> _Belge alıntısı_:
- - - - - - -

Sonunda genç bir delikanlı, 18 yaşındaki Yasin Can Gezer bayrağı kaparak suya atlamayı başarıyor.
Bundan sonrası ödül töreni, resimler çektirme… Sıraların, yerlerin boşalması, gemilerdekilerin karaya çıkışları, limanın boşalıvermesi, herkesin dönüş yoluna doğru yürümeleri… Arabalar, arabalar...
Bir bayram daha bitivermiş, saat yediyi geçerken, sıcaktan öte dağlara sis düşerken…
Deniz bayramını, denizcinin bayramını, Kabotaj bayramını, denizlerdeki egemenliğimizin bayramını kutladık tek bir denizci görmeden, deniz askeri görmeden.

- - - - - - -

Kabotaj Bayramı metninde "Bundan sonrası ödül" sözleriyle başlayıp "deniz askeri görmeden." sözlerine kadar aşağı inen her şeyi, hiç değiştirmeden çıkarın. Yalnızca yukarıdaki metinde yazanlardan yararlanın.

> _Verilen malzeme_:
- - - - - - -

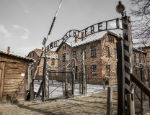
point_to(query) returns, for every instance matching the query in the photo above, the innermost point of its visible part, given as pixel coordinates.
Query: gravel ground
(95, 104)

- - - - - - -

> _Göreve yanıt_:
Bundan sonrası ödül töreni, resimler çektirme… Sıraların, yerlerin boşalması, gemilerdekilerin karaya çıkışları, limanın boşalıvermesi, herkesin dönüş yoluna doğru yürümeleri… Arabalar, arabalar...
Bir bayram daha bitivermiş, saat yediyi geçerken, sıcaktan öte dağlara sis düşerken…
Deniz bayramını, denizcinin bayramını, Kabotaj bayramını, denizlerdeki egemenliğimizin bayramını kutladık tek bir denizci görmeden, deniz askeri görmeden.